Make an exact copy of all the records that follow, apart from the pictures.

Collected data entries:
>>>>
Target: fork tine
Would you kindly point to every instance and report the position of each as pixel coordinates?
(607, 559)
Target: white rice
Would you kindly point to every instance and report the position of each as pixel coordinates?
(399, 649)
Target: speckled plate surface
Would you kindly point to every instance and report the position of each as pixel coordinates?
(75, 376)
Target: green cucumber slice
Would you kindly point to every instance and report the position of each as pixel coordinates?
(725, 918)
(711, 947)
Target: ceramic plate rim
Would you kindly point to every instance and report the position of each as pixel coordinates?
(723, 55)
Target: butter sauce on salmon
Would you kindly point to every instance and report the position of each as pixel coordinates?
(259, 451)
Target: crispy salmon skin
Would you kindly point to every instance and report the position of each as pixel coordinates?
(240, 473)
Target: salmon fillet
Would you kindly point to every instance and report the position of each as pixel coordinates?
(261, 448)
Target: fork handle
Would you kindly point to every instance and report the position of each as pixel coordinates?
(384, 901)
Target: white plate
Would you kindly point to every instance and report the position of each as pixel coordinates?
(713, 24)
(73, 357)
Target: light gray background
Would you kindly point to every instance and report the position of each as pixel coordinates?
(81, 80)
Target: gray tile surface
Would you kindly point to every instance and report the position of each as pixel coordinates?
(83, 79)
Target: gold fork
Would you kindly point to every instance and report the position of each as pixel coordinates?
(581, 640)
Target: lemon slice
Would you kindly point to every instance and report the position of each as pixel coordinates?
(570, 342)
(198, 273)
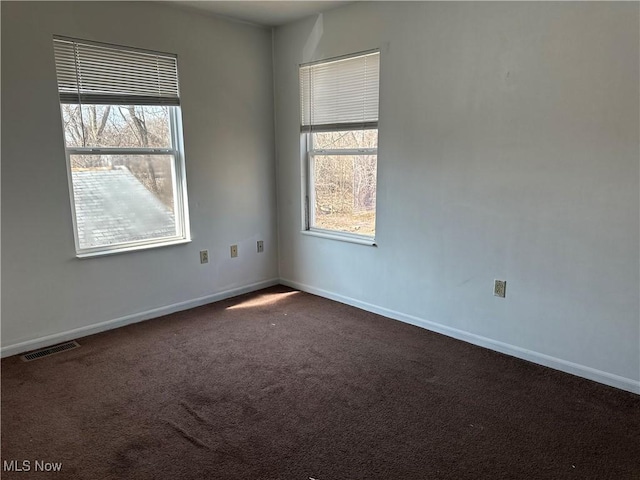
<<<<
• _ANSWER TO THIS PROBLEM_:
Target: fork tine
Would you kindly point to every instance and report the position of each as pixel coordinates?
(607, 559)
Target: white rice
Would you kindly point to every instance and report the position of each as pixel coordinates?
(399, 649)
Target: speckled plate surface
Would you kindly point to every instance and report the position of each as pixel coordinates?
(75, 376)
Target: green cucumber slice
Would you kindly point to every instance and report the position of each as pixel coordinates?
(725, 918)
(711, 947)
Target: ceramic plate rim
Would you kindly point to every instance and report the position of each as pixel coordinates?
(723, 55)
Target: butter sauce on salmon
Would you kindly point to every instance and report the position of each as pixel coordinates?
(259, 451)
Target: crispy salmon skin
Would you kindly point to every instance and report the position of each as pixel coordinates?
(240, 473)
Target: salmon fillet
Would you kindly point to every instance and report the position of each as pixel coordinates?
(261, 448)
Target: fork handle
Would you kindly point to every instance and report the position of each as pixel coordinates?
(384, 901)
Target: white plate
Would you kindly point to every instance and report the position of each as pixel coordinates?
(713, 24)
(73, 357)
Target: light gray background
Would you kindly point to every instance and report the position of each as pixel coordinates?
(81, 80)
Target: gray tile surface
Would you kindly point to every instance and report the position of each as pixel coordinates?
(83, 79)
Target: gold fork
Would you kindly point to every instance and report the position of each as pixel coordinates?
(581, 640)
Target: lemon slice
Would you kindly point to every instance and report the position of each as pixel coordinates?
(570, 342)
(198, 273)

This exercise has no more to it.